- [Requirement a]
Put the part of the listing below that runs from the line containing "the bat barrel" through the end of the listing into a JSON list of strings, one string per line, with blank lines left out.

- [Excerpted text]

------------------------------------------------------------

Bullet train rails fare worse after crash

Updated: 2011-08-02 07:33

By Shi Jing and Xin Dingding (China Daily)

Twitter Facebook Myspace Yahoo! Linkedin Mixx

SHANGHAI - Partly because of a string of malfunctions and the July 23 train crash in Wenzhou, the Beijing-Shanghai high-speed railway was not as popular in its first month of operation as many had expected.

In a news release on Monday, the Ministry of Railways said the railway had transported 5.26 million passengers from July 1 to July 31, or 170,000 passengers a day on average.

And an average of 179 trains - including both those that run at 200 km/h and at 300 km/h trains - were on the line every day, and the trains had an occupancy rate of 107 percent, the ministry said.

To many who traveled, that last figure no doubt seems puzzling. How, after all, could carriages that were often half empty have been 107 percent occupied?

Zhao Jian, professor at Beijing Jiaotong University, said the figure is not a good reflection of reality.

He accounted for it by noting that a seat aboard one of the trains would be said to have a 200 percent occupancy rate if one passenger had sat in it from Beijing to Tianjin and then another passenger had occupied the same seat from Suzhou to Shanghai.

"But according to other indexes popular with foreign railway companies, this seat is being used less than 20 percent of the time," Zhao said.

------------------------------------------------------------

- [Recorded data]
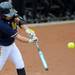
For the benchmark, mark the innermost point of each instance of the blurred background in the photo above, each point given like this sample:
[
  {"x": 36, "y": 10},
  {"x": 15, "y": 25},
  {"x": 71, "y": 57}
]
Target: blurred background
[{"x": 37, "y": 11}]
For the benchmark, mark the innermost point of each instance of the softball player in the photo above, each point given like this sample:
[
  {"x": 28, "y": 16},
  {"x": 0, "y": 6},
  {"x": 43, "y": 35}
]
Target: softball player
[{"x": 9, "y": 22}]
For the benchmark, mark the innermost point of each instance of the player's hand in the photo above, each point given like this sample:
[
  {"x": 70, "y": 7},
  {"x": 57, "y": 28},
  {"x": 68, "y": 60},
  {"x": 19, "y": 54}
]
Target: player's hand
[
  {"x": 30, "y": 33},
  {"x": 33, "y": 40}
]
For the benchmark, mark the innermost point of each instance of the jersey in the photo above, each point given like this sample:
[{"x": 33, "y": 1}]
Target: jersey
[{"x": 8, "y": 31}]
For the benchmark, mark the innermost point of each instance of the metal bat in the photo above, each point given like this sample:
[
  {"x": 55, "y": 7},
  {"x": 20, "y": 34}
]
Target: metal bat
[{"x": 41, "y": 55}]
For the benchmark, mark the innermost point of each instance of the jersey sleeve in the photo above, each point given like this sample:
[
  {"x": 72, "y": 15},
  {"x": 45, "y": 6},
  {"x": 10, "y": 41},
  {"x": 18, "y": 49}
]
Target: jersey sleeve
[{"x": 4, "y": 27}]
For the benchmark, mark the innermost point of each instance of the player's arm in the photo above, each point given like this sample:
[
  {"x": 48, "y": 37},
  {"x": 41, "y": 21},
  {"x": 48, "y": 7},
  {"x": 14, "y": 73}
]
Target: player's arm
[{"x": 25, "y": 39}]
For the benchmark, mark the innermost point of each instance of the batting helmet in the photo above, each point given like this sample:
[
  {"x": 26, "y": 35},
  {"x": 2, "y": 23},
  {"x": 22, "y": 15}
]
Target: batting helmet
[{"x": 7, "y": 9}]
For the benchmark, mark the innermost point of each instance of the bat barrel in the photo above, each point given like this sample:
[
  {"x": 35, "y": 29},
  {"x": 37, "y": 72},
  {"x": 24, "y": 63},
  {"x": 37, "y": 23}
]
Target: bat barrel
[{"x": 43, "y": 60}]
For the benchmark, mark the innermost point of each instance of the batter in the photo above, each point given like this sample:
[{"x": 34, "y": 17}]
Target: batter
[{"x": 9, "y": 22}]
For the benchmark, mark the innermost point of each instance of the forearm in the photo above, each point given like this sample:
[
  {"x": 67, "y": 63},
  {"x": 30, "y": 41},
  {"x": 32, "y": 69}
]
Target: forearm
[{"x": 21, "y": 38}]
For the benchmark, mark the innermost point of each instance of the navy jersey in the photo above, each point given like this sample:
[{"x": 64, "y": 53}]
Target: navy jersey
[{"x": 8, "y": 31}]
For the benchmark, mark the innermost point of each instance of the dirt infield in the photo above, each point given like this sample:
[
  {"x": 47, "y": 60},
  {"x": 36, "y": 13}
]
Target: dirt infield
[{"x": 53, "y": 40}]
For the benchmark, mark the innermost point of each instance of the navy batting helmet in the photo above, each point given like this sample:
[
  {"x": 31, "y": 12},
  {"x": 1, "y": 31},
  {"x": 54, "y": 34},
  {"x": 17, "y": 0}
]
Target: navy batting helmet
[{"x": 7, "y": 9}]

------------------------------------------------------------

- [Requirement b]
Continue the news article about the Beijing-Shanghai high-speed railway's first month from where it stops.

- [Expected output a]
[
  "For the benchmark, mark the innermost point of each instance of the bat barrel in the photo above, each point given like this sample:",
  "[",
  "  {\"x\": 35, \"y\": 29},",
  "  {\"x\": 37, \"y\": 72},",
  "  {\"x\": 24, \"y\": 63},",
  "  {\"x\": 37, \"y\": 23}",
  "]",
  "Target: bat barrel",
  "[{\"x\": 43, \"y\": 60}]",
  "For the benchmark, mark the innermost point of each instance of the batter in the photo above, each point given like this sample:",
  "[{\"x\": 34, \"y\": 17}]",
  "Target: batter",
  "[{\"x\": 9, \"y\": 22}]",
  "For the benchmark, mark the innermost point of each instance of the forearm in the photo above, each point given like this sample:",
  "[",
  "  {\"x\": 67, \"y\": 63},",
  "  {\"x\": 30, \"y\": 41},",
  "  {\"x\": 32, \"y\": 69}",
  "]",
  "Target: forearm",
  "[{\"x\": 21, \"y\": 38}]",
  "For the benchmark, mark the innermost point of each instance of the navy jersey in the photo above, each point given like this sample:",
  "[{\"x\": 64, \"y\": 53}]",
  "Target: navy jersey",
  "[{\"x\": 8, \"y\": 31}]",
  "For the benchmark, mark the innermost point of each instance of the dirt infield in the photo above, each point given like this sample:",
  "[",
  "  {\"x\": 47, \"y\": 60},",
  "  {\"x\": 36, \"y\": 13}",
  "]",
  "Target: dirt infield",
  "[{\"x\": 53, \"y\": 40}]",
  "For the benchmark, mark the innermost point of each instance of the navy batting helmet in the photo above, each point given like this sample:",
  "[",
  "  {\"x\": 31, \"y\": 12},",
  "  {\"x\": 1, \"y\": 31},",
  "  {\"x\": 54, \"y\": 34},",
  "  {\"x\": 17, \"y\": 0}",
  "]",
  "Target: navy batting helmet",
  "[{\"x\": 7, \"y\": 9}]"
]

- [Expected output b]
Besides the high-speed line running between Beijing and Shanghai, there is an older line that has long taken trains on that route. If that old railway is taken into account, then records show that an average of 254,000 passengers took the trains that run between the two cities every day in July. That number was up by 94,000, or by 58.8 percent, from what it had been in the same period of 2010, it said.

Despite the impressiveness of those figures, travelers will find, perhaps to their surprise, that they will have little trouble buying tickets to ride the 1,318-km-long high-speed rail line.

By 7:30 pm on Monday, a passengers could still buy 754 second-class tickets and 148 first-class tickets for a high-speed train that is to leave from Shanghai for Beijing on Tuesday afternoon, according to the China Railway Customer Service Center's website. The train contains 1,066 seats.

By the same time, travelers could still get 178 second-class tickets and 124 first-class tickets for the G2, one of the most popular trains going from Shanghai to Beijing.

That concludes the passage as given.